§ **Reading passage**:
"I detest him so much that I don't even think his wife is beautiful." So spoke
one of President Grover Cleveland's political foes--the only person, it seems,
to deny the loveliness of this notable First Lady, first bride of a President to
be married in the White House.
She was born in Buffalo, New York, only child of Emma C. Harmon and Oscar
Folsom--who became a law partner of Cleveland's. As a devoted family friend
Cleveland bought "Frank" her first baby carriage. As administrator of the Folsom
estate after his partner's death, though never her legal guardian, he guided her
education with sound advice. When she entered Wells College, he asked Mrs.
Folsom's permission to correspond with her, and he kept her room bright with
flowers. Though Frank and her mother missed his inauguration in 1885, they
visited him at the White House that spring. There affection turned into
romance--despite 27 years' difference in age--and there the wedding took place
on June 2, 1886.
Cleveland's scholarly sister Rose Elizabeth Cleveland: her bachelor brother's
hostess in 15 months of his first term of office. Rose gladly gave up the duties
of hostess for her own career in education; and with a bride as First Lady,
state entertainments took on a new interest. Mrs. Cleveland's unaffected charm
won her immediate popularity. She held two receptions a week--one on Saturday
afternoons, when women with jobs were free to come.

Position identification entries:
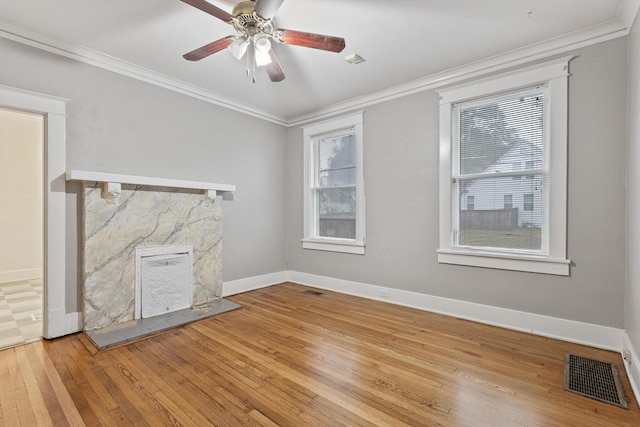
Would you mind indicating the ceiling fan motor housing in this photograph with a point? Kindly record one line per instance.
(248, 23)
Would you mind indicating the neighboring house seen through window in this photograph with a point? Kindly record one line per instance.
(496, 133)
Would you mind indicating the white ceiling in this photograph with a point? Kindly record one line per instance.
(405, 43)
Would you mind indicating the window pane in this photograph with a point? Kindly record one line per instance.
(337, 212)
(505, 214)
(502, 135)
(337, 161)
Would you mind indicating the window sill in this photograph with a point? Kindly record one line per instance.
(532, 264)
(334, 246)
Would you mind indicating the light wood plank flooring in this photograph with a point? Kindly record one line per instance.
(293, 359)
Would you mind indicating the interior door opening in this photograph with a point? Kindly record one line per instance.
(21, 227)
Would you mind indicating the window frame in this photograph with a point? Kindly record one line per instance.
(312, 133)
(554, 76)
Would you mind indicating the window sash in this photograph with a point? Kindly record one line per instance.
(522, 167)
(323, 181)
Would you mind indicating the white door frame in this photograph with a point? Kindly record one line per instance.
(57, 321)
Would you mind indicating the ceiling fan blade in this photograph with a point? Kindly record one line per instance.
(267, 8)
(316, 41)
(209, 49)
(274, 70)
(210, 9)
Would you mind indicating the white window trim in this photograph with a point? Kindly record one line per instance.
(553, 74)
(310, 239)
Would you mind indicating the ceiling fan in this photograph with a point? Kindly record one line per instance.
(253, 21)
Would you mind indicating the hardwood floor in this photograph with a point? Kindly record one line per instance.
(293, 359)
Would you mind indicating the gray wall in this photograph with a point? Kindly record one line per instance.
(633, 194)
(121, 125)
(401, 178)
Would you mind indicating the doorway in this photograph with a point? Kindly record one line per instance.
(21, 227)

§ **The task**:
In the passage about Mrs. Cleveland, on what date did her White House wedding take place?

§ **Solution to this problem**:
June 2, 1886